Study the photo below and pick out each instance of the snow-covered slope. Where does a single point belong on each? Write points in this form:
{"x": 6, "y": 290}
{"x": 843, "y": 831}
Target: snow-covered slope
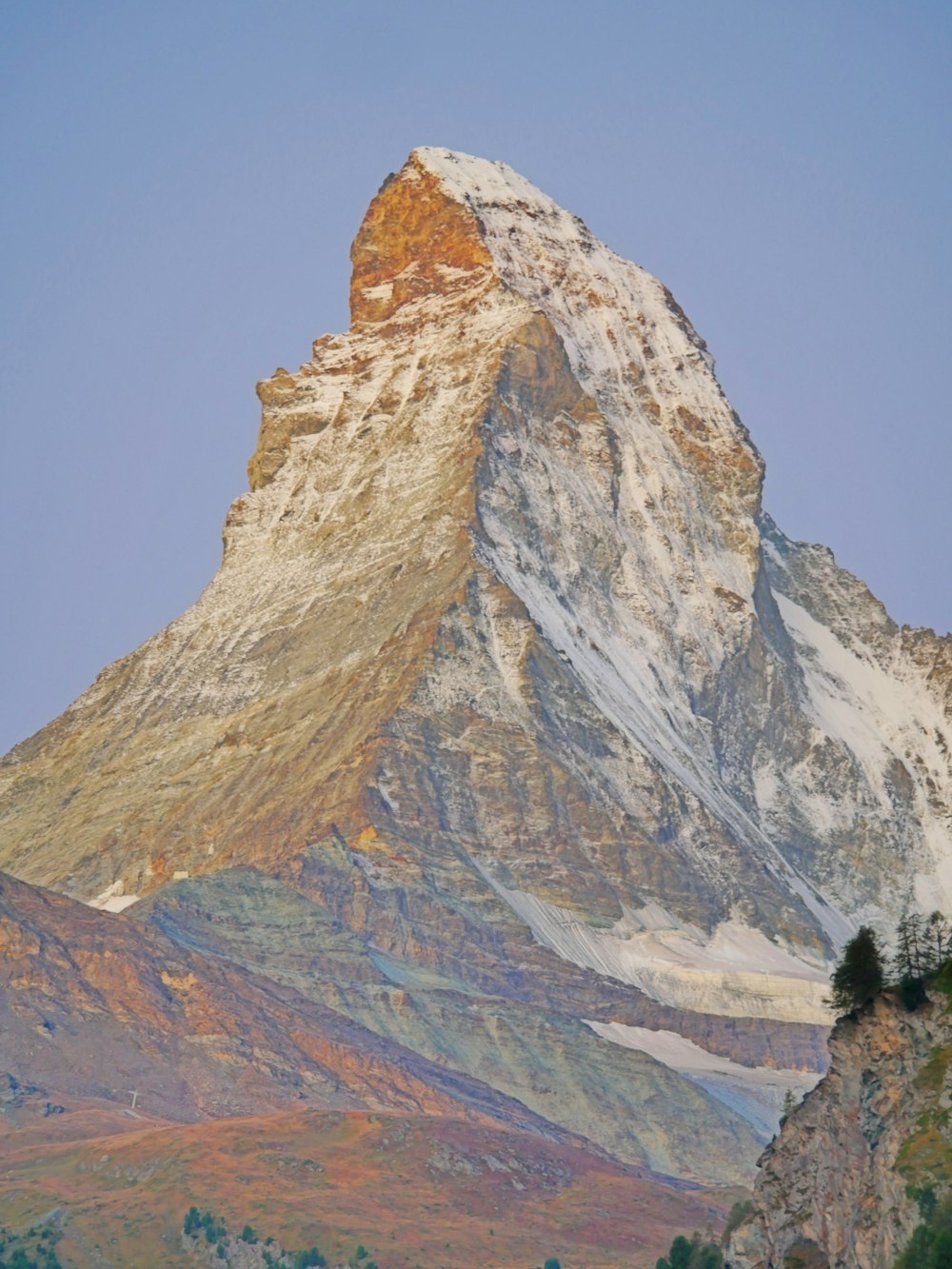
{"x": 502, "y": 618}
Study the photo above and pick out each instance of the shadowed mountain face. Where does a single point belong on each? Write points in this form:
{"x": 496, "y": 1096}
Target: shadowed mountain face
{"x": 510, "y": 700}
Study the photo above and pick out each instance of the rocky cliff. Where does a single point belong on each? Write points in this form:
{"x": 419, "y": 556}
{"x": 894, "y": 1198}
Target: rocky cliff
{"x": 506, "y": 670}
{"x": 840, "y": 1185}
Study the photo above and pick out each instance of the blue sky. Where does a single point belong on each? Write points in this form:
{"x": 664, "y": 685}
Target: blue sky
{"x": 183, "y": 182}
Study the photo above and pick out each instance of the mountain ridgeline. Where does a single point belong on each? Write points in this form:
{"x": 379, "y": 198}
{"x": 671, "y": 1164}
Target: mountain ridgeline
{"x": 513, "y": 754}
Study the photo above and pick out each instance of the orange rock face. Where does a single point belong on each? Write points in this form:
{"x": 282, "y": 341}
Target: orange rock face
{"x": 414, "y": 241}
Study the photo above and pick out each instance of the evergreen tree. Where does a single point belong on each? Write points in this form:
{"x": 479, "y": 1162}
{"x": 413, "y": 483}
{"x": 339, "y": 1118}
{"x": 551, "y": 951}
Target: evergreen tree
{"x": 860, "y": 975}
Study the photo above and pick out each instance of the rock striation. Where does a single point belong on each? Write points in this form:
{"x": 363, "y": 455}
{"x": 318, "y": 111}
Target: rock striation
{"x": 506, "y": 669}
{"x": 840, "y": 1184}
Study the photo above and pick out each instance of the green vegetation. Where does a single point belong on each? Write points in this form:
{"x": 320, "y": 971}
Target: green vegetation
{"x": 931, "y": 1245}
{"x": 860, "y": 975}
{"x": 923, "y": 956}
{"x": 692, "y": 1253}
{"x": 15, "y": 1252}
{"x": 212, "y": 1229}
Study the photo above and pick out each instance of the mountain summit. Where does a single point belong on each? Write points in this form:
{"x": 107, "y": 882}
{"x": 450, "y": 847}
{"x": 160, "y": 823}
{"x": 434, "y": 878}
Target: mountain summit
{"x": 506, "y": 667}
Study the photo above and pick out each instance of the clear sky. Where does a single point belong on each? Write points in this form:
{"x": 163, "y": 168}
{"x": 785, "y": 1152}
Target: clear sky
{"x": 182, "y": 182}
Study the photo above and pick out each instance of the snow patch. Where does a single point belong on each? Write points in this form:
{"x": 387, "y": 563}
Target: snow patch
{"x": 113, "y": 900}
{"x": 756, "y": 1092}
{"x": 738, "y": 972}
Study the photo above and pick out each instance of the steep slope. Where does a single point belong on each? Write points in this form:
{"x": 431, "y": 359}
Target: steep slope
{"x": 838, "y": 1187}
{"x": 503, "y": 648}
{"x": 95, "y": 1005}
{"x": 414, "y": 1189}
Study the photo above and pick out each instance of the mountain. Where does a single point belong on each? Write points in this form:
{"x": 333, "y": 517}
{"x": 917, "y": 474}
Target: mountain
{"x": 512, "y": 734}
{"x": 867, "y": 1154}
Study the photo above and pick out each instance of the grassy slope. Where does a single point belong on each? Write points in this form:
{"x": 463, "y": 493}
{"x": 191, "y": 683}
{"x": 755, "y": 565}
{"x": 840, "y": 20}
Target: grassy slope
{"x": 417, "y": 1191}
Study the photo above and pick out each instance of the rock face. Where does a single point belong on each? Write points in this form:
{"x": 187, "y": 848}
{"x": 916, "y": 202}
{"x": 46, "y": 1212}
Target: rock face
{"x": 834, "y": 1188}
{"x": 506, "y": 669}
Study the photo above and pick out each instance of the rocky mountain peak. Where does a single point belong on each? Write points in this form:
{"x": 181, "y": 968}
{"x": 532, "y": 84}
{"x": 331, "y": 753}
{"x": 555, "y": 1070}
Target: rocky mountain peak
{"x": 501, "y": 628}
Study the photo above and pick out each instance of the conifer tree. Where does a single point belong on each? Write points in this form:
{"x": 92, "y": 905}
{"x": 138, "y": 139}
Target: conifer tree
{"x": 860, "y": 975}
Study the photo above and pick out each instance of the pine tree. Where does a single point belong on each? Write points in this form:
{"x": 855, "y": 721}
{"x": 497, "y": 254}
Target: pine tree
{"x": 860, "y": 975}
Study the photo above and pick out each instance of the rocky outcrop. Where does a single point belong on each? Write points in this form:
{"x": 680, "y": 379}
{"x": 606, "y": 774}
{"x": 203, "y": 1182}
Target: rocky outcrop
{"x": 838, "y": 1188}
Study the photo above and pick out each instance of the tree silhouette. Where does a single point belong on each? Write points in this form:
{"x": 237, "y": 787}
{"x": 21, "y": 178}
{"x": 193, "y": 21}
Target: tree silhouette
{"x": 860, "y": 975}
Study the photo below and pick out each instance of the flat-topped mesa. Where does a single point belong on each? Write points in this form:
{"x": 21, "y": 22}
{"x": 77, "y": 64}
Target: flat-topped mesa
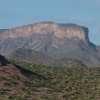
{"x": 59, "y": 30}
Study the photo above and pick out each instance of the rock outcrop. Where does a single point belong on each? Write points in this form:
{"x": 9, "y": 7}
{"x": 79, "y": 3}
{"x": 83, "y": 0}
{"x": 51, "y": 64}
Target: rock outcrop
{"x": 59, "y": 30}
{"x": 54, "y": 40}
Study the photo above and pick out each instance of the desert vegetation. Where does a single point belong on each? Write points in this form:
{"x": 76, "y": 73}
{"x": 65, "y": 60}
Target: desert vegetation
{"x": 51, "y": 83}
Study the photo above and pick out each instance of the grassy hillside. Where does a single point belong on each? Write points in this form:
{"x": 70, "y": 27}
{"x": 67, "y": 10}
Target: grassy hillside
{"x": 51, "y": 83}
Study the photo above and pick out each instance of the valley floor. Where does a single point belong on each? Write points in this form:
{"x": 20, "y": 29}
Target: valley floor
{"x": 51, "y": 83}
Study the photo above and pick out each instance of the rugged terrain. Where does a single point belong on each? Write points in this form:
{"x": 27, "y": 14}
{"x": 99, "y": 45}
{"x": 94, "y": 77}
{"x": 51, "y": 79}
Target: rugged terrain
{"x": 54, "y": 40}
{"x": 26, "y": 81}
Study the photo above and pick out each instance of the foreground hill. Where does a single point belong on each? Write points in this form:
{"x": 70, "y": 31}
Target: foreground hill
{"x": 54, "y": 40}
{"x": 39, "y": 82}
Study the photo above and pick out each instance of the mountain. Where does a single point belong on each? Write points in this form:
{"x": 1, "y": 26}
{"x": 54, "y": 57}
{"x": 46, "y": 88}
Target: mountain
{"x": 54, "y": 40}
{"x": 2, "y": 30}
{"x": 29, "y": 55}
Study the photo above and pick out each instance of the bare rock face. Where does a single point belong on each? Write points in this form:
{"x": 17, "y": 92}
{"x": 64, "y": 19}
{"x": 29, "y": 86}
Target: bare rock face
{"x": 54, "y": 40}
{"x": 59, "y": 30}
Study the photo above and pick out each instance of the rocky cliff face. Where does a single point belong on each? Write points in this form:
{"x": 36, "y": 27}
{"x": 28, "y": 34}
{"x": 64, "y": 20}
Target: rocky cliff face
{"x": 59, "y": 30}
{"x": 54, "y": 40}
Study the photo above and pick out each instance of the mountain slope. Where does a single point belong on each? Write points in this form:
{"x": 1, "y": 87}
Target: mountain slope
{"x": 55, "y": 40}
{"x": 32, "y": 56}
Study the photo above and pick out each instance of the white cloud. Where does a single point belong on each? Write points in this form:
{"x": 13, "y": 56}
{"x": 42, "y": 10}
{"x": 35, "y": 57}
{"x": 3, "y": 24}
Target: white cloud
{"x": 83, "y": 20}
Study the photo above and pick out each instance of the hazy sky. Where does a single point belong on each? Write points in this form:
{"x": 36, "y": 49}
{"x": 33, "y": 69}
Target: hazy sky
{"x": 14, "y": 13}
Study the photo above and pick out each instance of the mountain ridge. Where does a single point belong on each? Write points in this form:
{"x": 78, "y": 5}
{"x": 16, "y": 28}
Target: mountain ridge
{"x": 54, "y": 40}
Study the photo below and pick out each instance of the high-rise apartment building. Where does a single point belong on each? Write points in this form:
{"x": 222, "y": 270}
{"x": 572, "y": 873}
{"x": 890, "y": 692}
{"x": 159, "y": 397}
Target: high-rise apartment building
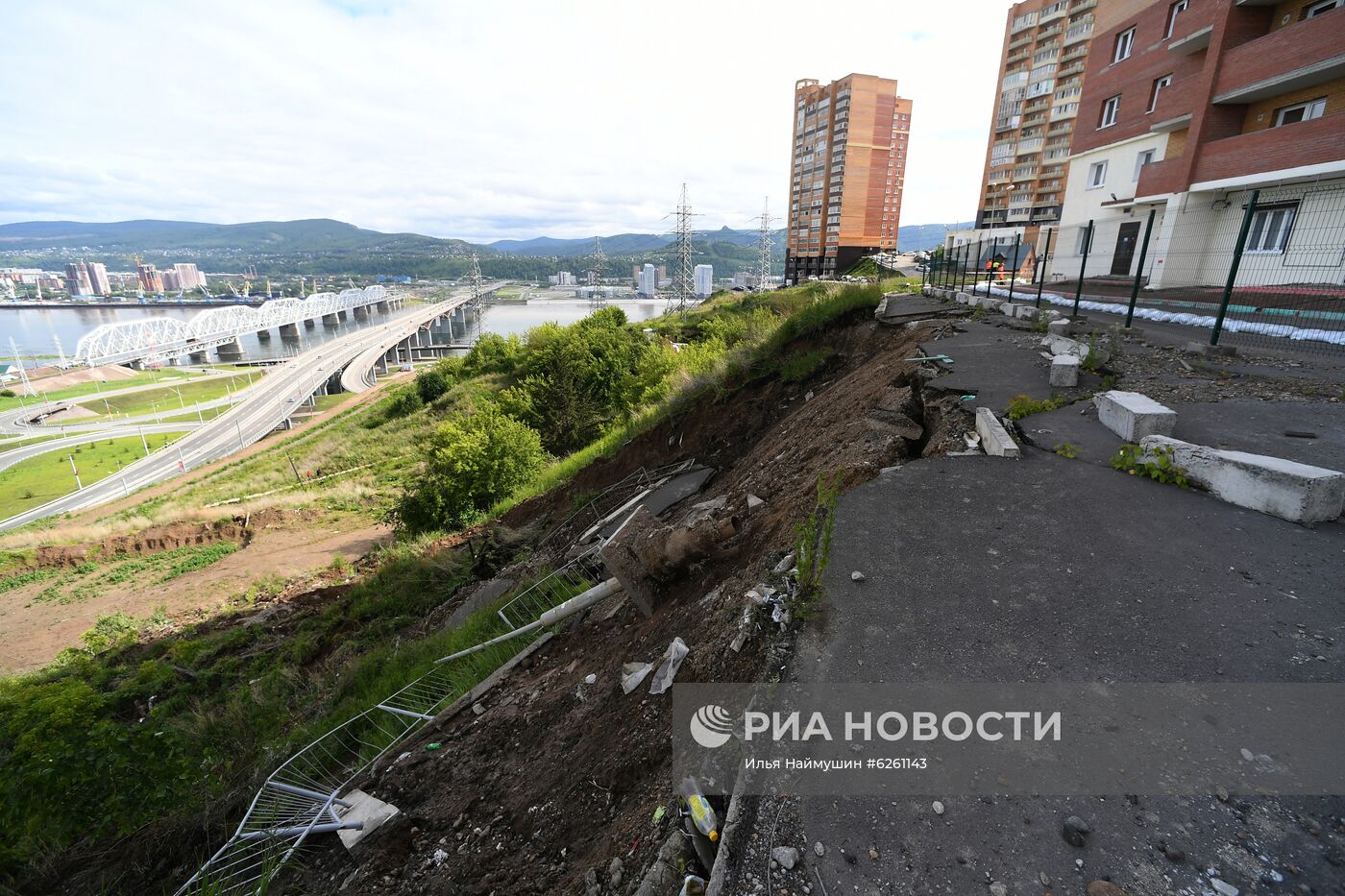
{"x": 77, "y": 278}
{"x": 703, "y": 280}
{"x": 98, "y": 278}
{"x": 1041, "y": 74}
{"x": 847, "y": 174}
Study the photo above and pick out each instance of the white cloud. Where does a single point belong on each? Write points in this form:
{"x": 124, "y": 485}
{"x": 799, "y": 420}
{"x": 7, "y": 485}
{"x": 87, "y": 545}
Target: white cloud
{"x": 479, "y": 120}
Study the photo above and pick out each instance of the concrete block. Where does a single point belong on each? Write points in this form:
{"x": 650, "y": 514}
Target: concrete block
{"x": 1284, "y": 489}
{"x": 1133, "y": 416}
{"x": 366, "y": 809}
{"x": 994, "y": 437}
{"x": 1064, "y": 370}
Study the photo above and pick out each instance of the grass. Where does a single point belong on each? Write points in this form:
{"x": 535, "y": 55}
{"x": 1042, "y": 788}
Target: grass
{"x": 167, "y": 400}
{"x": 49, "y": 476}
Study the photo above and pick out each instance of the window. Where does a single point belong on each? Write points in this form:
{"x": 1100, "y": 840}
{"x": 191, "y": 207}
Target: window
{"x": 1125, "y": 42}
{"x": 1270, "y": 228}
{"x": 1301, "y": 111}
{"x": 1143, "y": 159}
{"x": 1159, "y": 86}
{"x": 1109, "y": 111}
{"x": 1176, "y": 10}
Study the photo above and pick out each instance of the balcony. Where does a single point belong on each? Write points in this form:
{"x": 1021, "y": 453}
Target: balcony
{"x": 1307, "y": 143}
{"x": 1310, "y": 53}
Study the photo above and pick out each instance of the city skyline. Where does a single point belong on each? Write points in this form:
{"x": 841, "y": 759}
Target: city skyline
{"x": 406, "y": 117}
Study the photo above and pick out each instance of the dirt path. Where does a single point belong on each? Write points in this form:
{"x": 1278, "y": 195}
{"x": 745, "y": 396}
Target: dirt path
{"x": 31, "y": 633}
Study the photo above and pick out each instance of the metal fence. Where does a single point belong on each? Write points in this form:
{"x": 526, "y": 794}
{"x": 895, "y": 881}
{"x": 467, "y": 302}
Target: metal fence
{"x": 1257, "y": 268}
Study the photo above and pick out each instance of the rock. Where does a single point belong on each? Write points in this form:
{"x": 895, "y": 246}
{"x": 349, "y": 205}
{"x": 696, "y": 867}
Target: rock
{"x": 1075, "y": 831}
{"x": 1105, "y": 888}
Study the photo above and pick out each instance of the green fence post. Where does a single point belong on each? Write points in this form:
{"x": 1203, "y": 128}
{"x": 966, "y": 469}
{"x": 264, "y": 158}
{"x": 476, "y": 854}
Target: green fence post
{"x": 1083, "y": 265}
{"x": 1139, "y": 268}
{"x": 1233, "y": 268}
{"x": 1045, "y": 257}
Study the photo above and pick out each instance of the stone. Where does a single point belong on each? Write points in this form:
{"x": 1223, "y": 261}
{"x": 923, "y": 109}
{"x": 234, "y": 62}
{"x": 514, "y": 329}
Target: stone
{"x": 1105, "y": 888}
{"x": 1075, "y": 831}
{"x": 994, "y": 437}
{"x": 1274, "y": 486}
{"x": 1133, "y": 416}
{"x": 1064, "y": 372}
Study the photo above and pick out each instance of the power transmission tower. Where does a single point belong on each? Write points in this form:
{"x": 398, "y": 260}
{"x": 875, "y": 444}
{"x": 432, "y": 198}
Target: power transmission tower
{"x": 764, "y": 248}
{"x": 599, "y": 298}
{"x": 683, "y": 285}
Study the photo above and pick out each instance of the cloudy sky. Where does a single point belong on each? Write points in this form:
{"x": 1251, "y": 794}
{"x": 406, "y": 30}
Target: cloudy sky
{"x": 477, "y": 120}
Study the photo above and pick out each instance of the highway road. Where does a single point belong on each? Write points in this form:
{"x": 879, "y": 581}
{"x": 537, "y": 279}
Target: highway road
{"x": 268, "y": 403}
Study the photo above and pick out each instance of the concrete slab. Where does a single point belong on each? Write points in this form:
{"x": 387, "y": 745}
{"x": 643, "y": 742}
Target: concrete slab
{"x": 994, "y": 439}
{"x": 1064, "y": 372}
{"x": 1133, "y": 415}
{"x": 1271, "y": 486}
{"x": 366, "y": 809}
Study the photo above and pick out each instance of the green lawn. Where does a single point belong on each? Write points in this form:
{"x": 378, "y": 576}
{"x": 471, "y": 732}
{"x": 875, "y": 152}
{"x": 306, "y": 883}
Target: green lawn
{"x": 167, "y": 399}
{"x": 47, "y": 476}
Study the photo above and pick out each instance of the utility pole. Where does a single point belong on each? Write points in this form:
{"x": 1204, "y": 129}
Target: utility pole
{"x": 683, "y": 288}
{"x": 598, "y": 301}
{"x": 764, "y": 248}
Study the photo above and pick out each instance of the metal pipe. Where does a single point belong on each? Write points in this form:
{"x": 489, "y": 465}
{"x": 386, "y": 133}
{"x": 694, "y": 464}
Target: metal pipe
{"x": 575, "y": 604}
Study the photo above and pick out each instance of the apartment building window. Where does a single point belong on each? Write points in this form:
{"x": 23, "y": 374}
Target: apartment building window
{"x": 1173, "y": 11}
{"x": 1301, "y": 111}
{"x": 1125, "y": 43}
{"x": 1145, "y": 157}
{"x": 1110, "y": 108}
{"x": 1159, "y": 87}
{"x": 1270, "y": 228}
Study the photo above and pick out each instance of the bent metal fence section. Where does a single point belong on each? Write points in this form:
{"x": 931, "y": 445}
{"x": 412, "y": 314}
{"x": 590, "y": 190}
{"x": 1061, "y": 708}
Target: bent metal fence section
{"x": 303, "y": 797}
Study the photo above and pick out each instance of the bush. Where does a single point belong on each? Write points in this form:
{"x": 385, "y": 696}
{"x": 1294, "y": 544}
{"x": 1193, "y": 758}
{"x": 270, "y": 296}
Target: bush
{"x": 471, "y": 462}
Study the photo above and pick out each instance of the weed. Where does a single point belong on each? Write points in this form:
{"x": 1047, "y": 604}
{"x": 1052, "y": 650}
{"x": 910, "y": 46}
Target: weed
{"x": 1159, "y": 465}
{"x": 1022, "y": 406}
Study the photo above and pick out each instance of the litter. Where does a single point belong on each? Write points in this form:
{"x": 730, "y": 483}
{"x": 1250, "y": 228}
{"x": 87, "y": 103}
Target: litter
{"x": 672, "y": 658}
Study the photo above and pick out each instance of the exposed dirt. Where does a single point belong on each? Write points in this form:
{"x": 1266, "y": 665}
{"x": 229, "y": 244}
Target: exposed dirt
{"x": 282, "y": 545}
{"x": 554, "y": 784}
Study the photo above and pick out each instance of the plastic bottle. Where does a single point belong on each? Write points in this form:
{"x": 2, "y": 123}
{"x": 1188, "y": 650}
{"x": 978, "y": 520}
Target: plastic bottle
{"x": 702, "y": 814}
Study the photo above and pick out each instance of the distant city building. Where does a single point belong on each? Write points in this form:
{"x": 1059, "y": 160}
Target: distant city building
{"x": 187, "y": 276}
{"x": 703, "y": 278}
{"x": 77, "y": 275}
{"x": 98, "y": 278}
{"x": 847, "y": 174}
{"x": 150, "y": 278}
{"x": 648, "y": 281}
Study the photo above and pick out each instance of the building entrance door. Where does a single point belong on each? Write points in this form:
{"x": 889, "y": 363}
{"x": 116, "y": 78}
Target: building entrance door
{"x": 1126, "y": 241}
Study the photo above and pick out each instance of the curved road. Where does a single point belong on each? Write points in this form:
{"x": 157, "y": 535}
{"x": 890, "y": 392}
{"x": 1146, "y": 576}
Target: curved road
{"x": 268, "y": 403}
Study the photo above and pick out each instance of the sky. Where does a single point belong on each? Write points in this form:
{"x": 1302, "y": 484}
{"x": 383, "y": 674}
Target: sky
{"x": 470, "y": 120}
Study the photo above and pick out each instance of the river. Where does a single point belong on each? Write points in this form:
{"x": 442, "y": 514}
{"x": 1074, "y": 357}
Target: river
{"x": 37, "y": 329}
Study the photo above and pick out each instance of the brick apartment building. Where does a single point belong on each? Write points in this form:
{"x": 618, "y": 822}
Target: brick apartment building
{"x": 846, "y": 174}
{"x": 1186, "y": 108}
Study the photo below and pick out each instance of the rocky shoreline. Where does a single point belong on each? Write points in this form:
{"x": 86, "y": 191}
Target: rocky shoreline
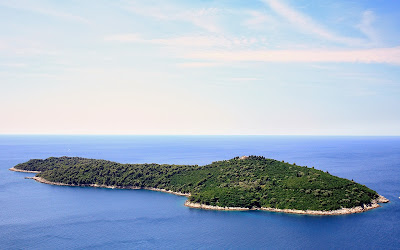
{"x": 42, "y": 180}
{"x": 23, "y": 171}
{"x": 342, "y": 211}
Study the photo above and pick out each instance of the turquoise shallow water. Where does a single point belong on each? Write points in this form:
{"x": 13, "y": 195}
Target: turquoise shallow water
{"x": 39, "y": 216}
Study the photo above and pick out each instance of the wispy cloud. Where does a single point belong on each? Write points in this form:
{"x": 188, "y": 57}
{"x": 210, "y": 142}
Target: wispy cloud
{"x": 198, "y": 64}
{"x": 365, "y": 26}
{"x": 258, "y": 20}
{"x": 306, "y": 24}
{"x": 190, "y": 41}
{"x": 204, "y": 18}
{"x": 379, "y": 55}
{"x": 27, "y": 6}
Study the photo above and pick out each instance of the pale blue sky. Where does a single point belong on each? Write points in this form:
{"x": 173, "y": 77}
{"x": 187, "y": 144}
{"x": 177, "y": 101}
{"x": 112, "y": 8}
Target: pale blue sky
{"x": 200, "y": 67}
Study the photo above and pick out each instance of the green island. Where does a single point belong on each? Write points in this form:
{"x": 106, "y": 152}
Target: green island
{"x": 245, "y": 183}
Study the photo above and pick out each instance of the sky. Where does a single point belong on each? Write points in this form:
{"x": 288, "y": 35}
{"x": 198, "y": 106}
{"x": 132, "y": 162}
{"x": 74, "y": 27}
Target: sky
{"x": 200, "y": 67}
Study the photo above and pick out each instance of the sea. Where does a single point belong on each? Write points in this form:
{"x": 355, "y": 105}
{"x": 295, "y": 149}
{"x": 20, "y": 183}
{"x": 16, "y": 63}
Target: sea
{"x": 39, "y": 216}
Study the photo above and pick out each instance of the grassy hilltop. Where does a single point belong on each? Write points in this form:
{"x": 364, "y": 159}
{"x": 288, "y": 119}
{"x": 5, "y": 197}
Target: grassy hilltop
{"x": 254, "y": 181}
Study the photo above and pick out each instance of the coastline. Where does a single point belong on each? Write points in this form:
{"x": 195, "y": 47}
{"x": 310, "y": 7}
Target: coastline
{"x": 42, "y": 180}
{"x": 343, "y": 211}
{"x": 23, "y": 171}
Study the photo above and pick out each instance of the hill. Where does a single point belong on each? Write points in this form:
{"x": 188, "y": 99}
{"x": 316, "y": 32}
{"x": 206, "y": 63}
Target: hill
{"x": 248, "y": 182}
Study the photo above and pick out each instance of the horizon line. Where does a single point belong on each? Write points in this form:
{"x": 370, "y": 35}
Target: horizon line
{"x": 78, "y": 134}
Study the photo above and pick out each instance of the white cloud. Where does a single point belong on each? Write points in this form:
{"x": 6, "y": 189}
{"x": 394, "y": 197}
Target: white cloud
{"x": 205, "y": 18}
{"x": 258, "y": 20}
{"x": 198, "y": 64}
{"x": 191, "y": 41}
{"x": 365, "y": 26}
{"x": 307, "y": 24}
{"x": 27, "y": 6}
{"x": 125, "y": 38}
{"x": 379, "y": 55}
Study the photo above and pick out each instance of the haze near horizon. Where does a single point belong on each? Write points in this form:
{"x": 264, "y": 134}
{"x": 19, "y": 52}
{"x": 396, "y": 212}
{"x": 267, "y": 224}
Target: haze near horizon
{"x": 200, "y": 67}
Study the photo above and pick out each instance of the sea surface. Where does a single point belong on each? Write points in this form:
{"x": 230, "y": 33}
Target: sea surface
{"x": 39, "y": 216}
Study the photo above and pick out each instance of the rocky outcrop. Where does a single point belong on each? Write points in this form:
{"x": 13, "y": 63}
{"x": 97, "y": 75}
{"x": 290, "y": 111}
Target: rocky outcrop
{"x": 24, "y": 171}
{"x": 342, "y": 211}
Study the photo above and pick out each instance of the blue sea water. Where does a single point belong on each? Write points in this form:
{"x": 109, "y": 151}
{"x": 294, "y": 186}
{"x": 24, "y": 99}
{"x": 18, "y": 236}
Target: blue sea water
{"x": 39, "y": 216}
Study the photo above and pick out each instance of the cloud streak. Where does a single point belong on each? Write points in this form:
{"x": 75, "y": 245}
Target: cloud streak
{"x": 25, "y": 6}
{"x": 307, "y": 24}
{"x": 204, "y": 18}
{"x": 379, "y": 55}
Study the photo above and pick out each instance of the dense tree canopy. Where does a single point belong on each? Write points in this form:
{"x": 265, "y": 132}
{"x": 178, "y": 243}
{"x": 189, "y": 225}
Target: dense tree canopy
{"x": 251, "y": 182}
#####
Everything from the line containing "the sea surface." through the last line of the records must be given again exactly; leave out all other lines.

# Output of the task
Study the photo above and pick out each instance of the sea surface. Where does a single point belong on each? Write points in this form:
{"x": 230, "y": 33}
Target: sea surface
{"x": 39, "y": 216}
Study the photo above and pick out each instance of the rocky outcrop. Where does a single point belong on each? Write points in this form:
{"x": 13, "y": 63}
{"x": 97, "y": 75}
{"x": 290, "y": 111}
Target: rocky outcrop
{"x": 24, "y": 171}
{"x": 342, "y": 211}
Study the photo above and pick out each instance of the blue sea water. Where does a single point belong on each? Write points in this form:
{"x": 109, "y": 151}
{"x": 294, "y": 186}
{"x": 24, "y": 99}
{"x": 18, "y": 236}
Target: blue sea water
{"x": 39, "y": 216}
Study the photo above and pick out each instance of the cloud streak. Where does a single point belong on each? Write points in this form:
{"x": 75, "y": 245}
Target: cloud streak
{"x": 25, "y": 6}
{"x": 307, "y": 24}
{"x": 204, "y": 18}
{"x": 379, "y": 55}
Study the photo above and pick out each instance of the dense tree canopy. Where does a single point belong on each? Write points in this form:
{"x": 265, "y": 132}
{"x": 178, "y": 243}
{"x": 189, "y": 225}
Target: dense tree canopy
{"x": 251, "y": 182}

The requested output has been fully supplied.